> [DOCUMENT EXTRACT]:
# # #
LD threshold. Available for r2 > 0.2. If an r2 threshold is specified (see the Set Options tab), results for each variant will be shown in a separate table along with other variants in LD. If r2 is set to NA, only queried variants will be shown, together in one table.

1000G Phase 1 population for LD calculation. LD was calculated separately for each continent. When interpreting association studies, this option should be set to the population that best matches the ancestry of the subjects.

Source for epigenomes. Four options are available: The core 15-state model, the 25-state model using imputed marks, using peaks from H3K4me1 and H3K4me3 (as enhancers and promoters, respectively), and using peaks from H3K27ac and H3K9ac (as enhancers and promoters, respectively).

Mammalian conservation algorithm. HaploReg provides annotations from two algorithms designed to detect constrained sequences across mammalian genomes: GERP and SiPhy-omega. By default, both are displayed. A colored box indicates that the region is called as constrained (vs. non-constrained) by one of these algorithms. Please see the original publications for details on how discrete elements are called.

Show position relative to genes. Gene annotations by GENCODE are shown included by default.

Condense lists. Some SNPs are bound by many proteins, or are DNAse hypersensitive in many cell types. By default, when more than three cell types, proteins, or motifs are involved, a summary (e.g., "7 cell types"). Hovering over these condensed cells displays pop-up text with the complete list.
# # #
> [BRIEF 1]: Translate this sentence from the HaploReg settings text into Spanish: "LD was calculated separately for each continent."
> [BRIEF 2]: Repeat the part of the HaploReg settings text that begins at the words "LD threshold. Available" and stops after the words "and promoters, respectively).".

> [ENTRIES SUPPLIED]:
# # #
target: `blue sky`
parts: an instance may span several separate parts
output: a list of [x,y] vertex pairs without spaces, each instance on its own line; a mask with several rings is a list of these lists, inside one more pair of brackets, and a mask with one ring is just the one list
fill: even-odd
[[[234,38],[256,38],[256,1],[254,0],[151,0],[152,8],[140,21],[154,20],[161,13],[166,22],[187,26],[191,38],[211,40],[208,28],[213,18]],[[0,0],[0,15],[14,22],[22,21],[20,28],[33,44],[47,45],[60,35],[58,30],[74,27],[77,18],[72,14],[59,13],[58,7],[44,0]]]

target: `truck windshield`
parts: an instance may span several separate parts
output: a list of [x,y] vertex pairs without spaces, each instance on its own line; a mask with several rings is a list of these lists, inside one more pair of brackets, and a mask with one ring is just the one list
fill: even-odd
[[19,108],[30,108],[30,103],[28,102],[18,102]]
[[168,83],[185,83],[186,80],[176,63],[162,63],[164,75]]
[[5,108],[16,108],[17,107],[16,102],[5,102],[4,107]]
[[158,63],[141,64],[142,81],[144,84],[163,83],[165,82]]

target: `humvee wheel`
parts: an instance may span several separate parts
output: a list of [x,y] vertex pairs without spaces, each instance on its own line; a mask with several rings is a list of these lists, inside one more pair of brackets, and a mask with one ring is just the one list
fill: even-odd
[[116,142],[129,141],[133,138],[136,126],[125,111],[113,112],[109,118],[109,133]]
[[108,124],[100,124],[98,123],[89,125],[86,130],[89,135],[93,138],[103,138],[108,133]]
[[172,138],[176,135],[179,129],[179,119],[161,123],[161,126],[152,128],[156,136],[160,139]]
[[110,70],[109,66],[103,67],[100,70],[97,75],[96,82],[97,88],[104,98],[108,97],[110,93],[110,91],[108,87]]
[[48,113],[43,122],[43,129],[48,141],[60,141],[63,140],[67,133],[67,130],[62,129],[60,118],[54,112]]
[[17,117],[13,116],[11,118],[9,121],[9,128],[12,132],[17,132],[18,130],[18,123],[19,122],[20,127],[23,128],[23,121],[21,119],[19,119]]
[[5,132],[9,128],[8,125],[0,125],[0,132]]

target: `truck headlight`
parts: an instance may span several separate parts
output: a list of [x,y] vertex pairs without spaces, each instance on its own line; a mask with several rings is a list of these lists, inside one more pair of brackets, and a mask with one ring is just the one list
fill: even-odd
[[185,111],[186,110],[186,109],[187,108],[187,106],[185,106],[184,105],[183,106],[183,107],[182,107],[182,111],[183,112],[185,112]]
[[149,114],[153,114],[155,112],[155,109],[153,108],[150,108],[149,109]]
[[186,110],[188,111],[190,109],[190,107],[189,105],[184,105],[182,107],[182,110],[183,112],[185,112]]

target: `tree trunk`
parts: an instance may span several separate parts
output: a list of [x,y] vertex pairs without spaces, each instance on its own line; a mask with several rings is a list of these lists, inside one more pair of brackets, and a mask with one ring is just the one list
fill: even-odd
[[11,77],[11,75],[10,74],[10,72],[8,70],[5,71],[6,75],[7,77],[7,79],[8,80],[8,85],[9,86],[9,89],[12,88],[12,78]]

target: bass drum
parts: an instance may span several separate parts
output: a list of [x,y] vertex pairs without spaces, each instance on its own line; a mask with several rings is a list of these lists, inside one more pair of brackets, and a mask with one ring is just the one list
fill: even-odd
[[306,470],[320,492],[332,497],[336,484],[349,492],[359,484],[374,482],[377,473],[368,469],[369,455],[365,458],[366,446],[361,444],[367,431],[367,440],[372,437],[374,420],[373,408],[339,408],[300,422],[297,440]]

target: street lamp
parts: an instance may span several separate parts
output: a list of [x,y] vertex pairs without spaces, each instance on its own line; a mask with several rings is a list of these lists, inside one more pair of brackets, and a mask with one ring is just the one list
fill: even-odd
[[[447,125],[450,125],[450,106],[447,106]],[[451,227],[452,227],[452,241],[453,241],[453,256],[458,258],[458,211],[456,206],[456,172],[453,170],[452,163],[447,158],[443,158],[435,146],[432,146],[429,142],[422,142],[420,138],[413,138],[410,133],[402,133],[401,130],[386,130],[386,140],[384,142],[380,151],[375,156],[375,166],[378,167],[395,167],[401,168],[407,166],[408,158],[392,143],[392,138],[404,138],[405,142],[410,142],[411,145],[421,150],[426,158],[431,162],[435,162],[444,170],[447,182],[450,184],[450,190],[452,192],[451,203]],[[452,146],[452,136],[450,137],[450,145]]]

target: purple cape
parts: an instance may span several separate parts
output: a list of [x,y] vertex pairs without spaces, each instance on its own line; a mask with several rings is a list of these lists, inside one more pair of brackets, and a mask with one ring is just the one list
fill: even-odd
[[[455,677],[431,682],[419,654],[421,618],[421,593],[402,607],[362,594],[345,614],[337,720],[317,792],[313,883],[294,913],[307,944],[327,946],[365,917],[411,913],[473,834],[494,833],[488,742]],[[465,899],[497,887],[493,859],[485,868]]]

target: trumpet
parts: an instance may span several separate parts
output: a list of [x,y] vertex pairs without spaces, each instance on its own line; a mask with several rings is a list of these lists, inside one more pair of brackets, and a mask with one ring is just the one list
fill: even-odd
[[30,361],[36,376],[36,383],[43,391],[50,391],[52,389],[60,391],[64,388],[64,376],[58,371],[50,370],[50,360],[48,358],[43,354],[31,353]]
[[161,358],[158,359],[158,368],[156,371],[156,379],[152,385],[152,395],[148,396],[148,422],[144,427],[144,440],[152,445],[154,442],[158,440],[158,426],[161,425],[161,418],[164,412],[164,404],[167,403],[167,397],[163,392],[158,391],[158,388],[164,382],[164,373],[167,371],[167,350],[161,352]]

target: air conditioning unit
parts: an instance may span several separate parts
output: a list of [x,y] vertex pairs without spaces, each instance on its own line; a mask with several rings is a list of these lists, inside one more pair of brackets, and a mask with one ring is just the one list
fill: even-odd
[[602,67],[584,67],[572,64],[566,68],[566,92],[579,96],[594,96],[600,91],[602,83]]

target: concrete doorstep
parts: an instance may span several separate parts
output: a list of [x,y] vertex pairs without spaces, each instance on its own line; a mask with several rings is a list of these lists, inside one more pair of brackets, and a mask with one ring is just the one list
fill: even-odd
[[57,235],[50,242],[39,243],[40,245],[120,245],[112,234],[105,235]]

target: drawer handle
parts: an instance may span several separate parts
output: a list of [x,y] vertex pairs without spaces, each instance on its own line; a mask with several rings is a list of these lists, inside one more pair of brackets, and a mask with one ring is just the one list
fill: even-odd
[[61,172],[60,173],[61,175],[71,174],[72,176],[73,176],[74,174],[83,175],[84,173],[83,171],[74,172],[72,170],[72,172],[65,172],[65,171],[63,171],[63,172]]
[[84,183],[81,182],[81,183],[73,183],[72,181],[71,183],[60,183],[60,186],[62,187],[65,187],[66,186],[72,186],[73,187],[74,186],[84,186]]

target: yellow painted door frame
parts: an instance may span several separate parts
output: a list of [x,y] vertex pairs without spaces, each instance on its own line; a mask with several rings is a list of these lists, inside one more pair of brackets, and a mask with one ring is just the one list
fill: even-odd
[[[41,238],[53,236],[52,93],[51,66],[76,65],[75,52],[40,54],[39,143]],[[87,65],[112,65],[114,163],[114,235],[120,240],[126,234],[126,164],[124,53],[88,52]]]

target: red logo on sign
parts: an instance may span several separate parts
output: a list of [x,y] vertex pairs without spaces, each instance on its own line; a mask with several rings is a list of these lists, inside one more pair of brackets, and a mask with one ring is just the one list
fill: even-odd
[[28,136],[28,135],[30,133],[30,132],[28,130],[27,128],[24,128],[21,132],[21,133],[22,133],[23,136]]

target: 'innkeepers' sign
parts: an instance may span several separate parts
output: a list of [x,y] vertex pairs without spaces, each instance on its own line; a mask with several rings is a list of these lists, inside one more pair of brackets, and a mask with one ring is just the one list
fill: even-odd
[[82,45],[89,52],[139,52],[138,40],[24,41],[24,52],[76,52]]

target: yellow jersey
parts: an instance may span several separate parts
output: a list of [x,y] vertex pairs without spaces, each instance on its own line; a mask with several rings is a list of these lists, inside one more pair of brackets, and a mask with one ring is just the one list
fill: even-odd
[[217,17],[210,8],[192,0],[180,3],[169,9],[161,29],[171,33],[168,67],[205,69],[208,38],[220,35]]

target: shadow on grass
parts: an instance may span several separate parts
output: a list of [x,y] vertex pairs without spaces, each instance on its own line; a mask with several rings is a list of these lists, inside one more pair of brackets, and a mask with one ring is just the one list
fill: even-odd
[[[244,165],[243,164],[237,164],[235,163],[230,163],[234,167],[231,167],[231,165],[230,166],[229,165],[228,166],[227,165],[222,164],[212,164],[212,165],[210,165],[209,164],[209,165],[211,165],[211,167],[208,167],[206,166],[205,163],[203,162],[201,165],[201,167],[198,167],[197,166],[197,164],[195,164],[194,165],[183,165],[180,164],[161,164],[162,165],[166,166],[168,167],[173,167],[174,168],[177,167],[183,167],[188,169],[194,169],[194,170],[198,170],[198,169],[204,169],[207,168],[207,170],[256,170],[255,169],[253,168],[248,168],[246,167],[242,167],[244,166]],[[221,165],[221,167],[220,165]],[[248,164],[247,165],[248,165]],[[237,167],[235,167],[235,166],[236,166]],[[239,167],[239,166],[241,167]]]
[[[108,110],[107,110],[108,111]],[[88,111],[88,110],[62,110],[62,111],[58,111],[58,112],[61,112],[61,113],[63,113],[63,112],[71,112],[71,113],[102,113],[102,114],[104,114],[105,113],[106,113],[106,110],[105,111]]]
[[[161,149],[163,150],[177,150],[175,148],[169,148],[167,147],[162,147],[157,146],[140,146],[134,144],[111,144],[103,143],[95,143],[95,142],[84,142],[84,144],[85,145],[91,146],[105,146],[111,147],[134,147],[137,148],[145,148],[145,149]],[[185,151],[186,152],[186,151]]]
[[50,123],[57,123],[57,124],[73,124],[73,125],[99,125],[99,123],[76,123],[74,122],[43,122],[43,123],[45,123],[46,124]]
# # #
> [TASK RESPONSE 1]: El LD se calculó por separado para cada continente.

> [TASK RESPONSE 2]:
LD threshold. Available for r2 > 0.2. If an r2 threshold is specified (see the Set Options tab), results for each variant will be shown in a separate table along with other variants in LD. If r2 is set to NA, only queried variants will be shown, together in one table.

1000G Phase 1 population for LD calculation. LD was calculated separately for each continent. When interpreting association studies, this option should be set to the population that best matches the ancestry of the subjects.

Source for epigenomes. Four options are available: The core 15-state model, the 25-state model using imputed marks, using peaks from H3K4me1 and H3K4me3 (as enhancers and promoters, respectively), and using peaks from H3K27ac and H3K9ac (as enhancers and promoters, respectively).